## Instruction 1
In the rows below, reproduce each line from the one containing "Where can you see the white wall" through the end of the rows, requests included, and shift every coordinate in the answers by -3. Leave the pictures out.

## Document
------

The iid-not-allowed rule is enforced in
chamber.evaluation.prereg.PreregistrationSpec
by a Pydantic model_validator: a YAML that pairs
run_purpose: leaderboard with bootstrap_method: iid fails to load
with a ValidationError quoting "iid bootstrap is not permitted for
leaderboard entries; use cluster (default) or hierarchical." The rule
is the same one stated in §1 — a pooled iid bootstrap on
seed-clustered episode data understates the CI width — restated at the
schema layer so an incorrectly configured spike refuses to launch
rather than silently producing a CI that cannot be admitted.
3.4 Stewardship and machine-readability
Beyond per-experiment statistics, CHAMBER artifacts (datasets, policies, leaderboard entries) follow the FAIR principles for scientific data management and stewardship (Wilkinson et al. 2016 [
wilkinson2016fair]): every artifact is Findable (Zenodo DOI on every release), Accessible (Apache-2.0 licence + public mirror), Interoperable (uv.lock-pinned dependencies + SCHEMA_VERSION-pinned wire format), and Reusable (CITATION.cff + SBOM + this reporting contract).
See wilkinson2016fair in literature.md §5 and
the canonical entry in refs.bib for the bibliographic
record.

------

## The records
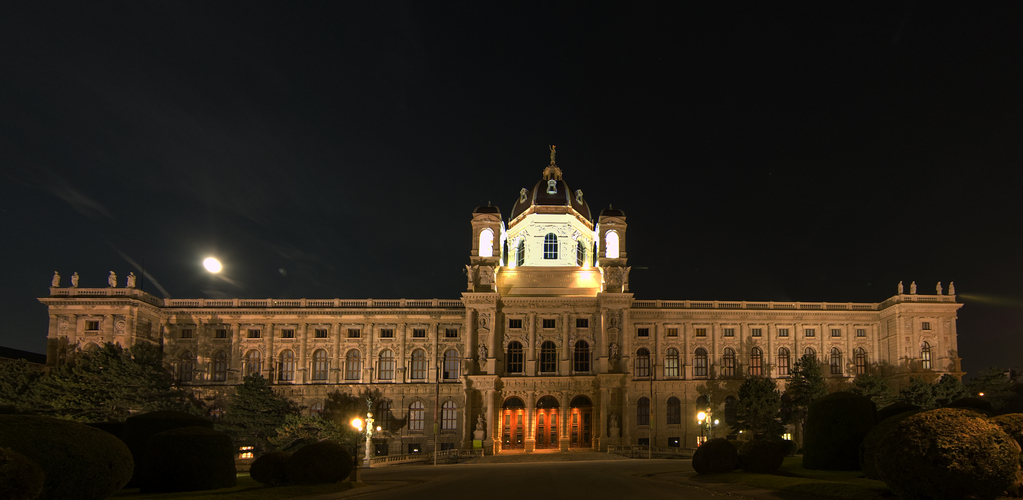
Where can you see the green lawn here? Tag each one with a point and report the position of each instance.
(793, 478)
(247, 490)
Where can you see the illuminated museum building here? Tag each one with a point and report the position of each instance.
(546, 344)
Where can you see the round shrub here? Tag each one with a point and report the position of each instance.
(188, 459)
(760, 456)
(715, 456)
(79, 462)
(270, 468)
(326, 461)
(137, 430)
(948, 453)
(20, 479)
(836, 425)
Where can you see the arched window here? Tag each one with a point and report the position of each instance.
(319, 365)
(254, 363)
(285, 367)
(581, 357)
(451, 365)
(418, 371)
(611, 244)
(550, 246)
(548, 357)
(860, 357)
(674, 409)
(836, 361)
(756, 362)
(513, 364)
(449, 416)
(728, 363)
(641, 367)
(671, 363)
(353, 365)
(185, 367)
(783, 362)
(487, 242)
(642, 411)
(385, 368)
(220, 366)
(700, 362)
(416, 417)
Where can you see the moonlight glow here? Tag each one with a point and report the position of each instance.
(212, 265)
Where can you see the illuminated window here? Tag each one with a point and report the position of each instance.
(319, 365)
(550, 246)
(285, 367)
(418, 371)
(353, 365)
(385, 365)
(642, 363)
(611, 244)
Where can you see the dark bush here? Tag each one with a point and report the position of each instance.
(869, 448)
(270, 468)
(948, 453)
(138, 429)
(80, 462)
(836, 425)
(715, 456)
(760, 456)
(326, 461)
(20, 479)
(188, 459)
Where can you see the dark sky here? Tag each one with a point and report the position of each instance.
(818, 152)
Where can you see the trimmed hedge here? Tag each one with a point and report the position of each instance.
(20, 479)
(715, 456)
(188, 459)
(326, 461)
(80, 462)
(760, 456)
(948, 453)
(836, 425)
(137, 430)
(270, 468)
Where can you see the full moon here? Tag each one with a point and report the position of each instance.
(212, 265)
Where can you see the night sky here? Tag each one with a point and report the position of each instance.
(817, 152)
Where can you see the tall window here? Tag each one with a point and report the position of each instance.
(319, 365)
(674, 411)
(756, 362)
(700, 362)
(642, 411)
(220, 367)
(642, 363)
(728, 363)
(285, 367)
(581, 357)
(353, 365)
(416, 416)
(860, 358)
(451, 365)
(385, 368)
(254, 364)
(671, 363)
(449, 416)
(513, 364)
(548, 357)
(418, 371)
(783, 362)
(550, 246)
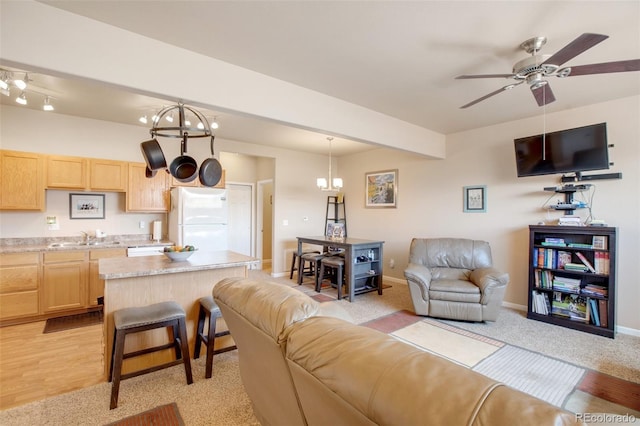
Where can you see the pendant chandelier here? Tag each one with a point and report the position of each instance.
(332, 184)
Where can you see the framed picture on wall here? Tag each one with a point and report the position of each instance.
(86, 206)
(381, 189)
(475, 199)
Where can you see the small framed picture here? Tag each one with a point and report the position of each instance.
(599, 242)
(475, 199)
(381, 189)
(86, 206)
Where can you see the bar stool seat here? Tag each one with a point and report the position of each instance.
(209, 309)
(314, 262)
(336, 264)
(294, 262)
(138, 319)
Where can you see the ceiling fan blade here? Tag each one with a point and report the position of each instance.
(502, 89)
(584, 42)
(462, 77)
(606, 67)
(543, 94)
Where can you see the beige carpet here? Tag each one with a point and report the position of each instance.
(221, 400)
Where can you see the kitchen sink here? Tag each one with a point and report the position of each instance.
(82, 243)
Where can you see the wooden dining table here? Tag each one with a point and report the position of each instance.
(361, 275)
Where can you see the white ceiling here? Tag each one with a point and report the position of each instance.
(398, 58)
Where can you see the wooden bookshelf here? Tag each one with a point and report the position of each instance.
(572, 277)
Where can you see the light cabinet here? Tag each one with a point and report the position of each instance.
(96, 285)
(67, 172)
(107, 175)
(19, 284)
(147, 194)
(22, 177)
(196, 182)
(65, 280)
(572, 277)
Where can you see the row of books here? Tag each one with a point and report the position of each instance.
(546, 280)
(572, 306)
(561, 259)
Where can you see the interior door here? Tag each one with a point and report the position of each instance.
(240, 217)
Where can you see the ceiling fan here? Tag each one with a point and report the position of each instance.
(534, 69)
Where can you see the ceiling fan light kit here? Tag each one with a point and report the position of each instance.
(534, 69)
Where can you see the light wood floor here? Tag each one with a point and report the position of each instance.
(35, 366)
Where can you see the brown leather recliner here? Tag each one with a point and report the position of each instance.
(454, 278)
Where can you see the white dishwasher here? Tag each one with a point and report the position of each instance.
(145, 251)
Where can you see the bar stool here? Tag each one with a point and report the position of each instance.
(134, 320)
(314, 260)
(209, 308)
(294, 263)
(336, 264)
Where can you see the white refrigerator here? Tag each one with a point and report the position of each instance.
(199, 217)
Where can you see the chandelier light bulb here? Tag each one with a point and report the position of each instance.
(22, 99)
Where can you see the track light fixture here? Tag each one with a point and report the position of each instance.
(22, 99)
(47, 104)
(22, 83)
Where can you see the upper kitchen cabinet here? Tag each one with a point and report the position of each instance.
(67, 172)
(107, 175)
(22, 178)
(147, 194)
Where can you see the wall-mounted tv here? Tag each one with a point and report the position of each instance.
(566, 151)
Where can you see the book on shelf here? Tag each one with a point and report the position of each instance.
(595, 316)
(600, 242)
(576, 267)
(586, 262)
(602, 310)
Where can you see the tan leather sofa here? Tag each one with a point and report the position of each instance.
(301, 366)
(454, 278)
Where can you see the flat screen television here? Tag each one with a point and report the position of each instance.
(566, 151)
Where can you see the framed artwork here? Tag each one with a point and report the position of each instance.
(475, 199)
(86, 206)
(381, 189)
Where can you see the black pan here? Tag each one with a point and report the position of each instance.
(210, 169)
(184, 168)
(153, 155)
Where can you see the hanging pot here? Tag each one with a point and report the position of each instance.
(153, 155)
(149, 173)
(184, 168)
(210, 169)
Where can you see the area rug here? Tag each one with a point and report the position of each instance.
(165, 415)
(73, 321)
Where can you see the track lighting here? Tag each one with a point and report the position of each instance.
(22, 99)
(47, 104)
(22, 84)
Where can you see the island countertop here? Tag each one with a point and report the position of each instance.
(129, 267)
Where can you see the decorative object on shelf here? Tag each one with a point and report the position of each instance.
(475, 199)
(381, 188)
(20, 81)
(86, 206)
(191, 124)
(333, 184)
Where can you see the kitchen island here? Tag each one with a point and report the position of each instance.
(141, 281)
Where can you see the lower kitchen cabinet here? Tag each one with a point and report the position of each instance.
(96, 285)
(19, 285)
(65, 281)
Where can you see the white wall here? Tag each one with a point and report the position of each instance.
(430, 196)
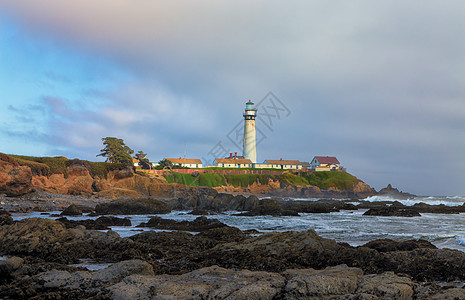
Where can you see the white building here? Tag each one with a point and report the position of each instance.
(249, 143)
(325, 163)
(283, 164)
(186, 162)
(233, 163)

------

## Instruction 2
Which FAIR principles does the passage on CHAMBER stewardship list for its artifacts?

## Task answer 1
Where can you see the white wall here? Tag each one with a point and report the position of each instance.
(427, 193)
Where can you see the white building here? Tag each one with a point and report the position of each instance.
(246, 140)
(322, 160)
(280, 161)
(183, 159)
(230, 160)

## Task answer 2
Findable, Accessible, Interoperable, Reusable